▶ [Tasks and exercises]:
A. Answer these questions from the session abstract:
(i) Which three domains does the session examine for variation in vocabulary depth?
(ii) According to Perfetti & Hart (2001), in which four qualities does word knowledge vary?
(iii) On which critical dimension does the paper focus?
B. Please list every work cited in the session abstract, giving the authors and year as they appear.
C. Write the next part of the session abstract, starting after its last line.

▶ [Extract provided]:

- - - - -

In this session, we will present assessments developed to empirically measure the depth of semantic knowledge and examine variation in vocabulary depth across three domains: general academic vocabulary, history/geography, and biology/ecology. We will: (i) describe the design of four item types intended to capture different levels of depth of semantic knowledge; (ii) discuss our hypotheses; (iii) present psychometric results from a series of large-scale studies; and (iv) analyze how the depth of semantic knowledge varies by ability level and grade across the three domains.
Perspectives/Theoretical Framework.
Perfetti & Hart (2001) describe word knowledge as varying in orthographic, phonemic, syntactic, and semantic quality (the Lexical Quality Hypothesis). We expect that word knowledge accumulates gradually (Durso & Shore, 1991). This paper draws on earlier approaches to assessing depth (Brown, Frishkoff, & Eskenazi, 2005; Scott, Hoover, Flinspach, & Vevea, 2008), but focuses on one critical dimension: the richness of semantic knowledge.
Methods/Techniques.

- - - - -

[Records excerpted from a collection]
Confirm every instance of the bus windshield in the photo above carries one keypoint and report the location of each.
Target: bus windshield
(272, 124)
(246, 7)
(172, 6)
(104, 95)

- - - - -

▶ [Results by task]:
A.
(i) General academic vocabulary, history/geography, and biology/ecology.
(ii) Orthographic, phonemic, syntactic, and semantic.
(iii) The richness of semantic knowledge.

B.
Perfetti & Hart (2001)
Durso & Shore (1991)
Brown, Frishkoff, & Eskenazi (2005)
Scott, Hoover, Flinspach, & Vevea (2008)

C.
(i) Mode of Testing: Paper-and-Pencil test administrations
(ii) Item Analysis: Proportion correct (P+), point-biserial correlations, and option-choice frequencies by item; 3-Parameter Item Response Theory (3PL IRT) analyses; One-Way ANOVA.
(iii) Vocabulary Patterns (depth measures across words): Correlation analysis, ANOVA, trend analysis, exploratory factor analysis.
Data Sources/Evidence.
Data is primarily drawn from two studies, one focused on academic vocabulary, and a second focused on two academic subjects – history/geography and biology/ecology.
Study 1. The target population was comprised of 1,449 7th- and 1,622 8th-grade students from urban, suburban and rural school across the US. A within-subjects design was employed to measure performance for the same general academic words across three depth measures. Items were created for two sets of ten words. Students were exposed to one set of words, three items for each word, one per item type, plus an anchor set of 20 synonym items – piloted in a previous study and selected to cover a range of difficulty while maintaining acceptable discrimination. Items were grouped together by type to reduce cognitive load, but the order of the blocks was varied, yielding 12 forms that were spiraled throughout each school, grade, and classroom.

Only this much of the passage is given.